TASKS AND EXERCISES:
1. Answer these from the customized sudoku project description:
(a) Which two methods serve as heuristics alongside Backtracking?
(b) How must a block's color relate to the colors of its adjacent blocks?
(c) What does the State class store?
2. Extend the customized sudoku project description with a few sentences that pick up after its final sentence.

EXCERPTED PASSAGE:
----

In this project, we want to solve a customized sudoku game by traversing our search tree recursively.
We call this algorithm Backtracking and also we use MRV and Degree methods as heuristics.
In this game, we have a board that we want to fill with the correct number and also Colors.
Despite the original sudoku here we have a color besides the number for each block that we want to put them on.
Now let's review sudoku's original rules:
- We must use all numbers in each row
- A number must be unique in each row
- A number must be unique in each column
But as mentioned earlier we added color to each block.
So we have new rules now:
- A block must have a different color from its adjacent blocks
- Our colors are prioritized, so if the color of a specific block has a higher priority than each adjacent block, the number of that block must be higher than that adjacent block
And we want to solve each sample of this game with a backtracking algorithm.
We have a Block class that we store number, color, a list of possible colors, and a list of possible numbers for that block in this class.
And also in a class named State, we store a two-dimensional array of blocks that represents each of the possible states.

----

DATA:
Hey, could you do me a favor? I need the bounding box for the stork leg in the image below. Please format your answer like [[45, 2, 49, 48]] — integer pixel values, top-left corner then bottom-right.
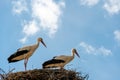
[[24, 59, 28, 71]]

----

EXERCISE RESPONSES:
1.
(a) MRV and Degree.
(b) It must be different from the colors of its adjacent blocks.
(c) A two-dimensional array of blocks that represents each of the possible states.

2.
When making each state, after selecting one of the possible numbers and colors, we amend possible numbers and colors of other blocks using Forward checking.
And when we reach a state that is recognized as a possible target, we finish our algorithm and print that state.
As input in the first line, we get our colors count and then our board size. (our board is square)
After that in the second line, we get colors in prioritized order which the first one has the highest priority.
Then at each row, we get the blocks. Each block is represented with two characters, the first is its number and the second is its color. (if the number is unknown we use * and if the color is unknown we using #)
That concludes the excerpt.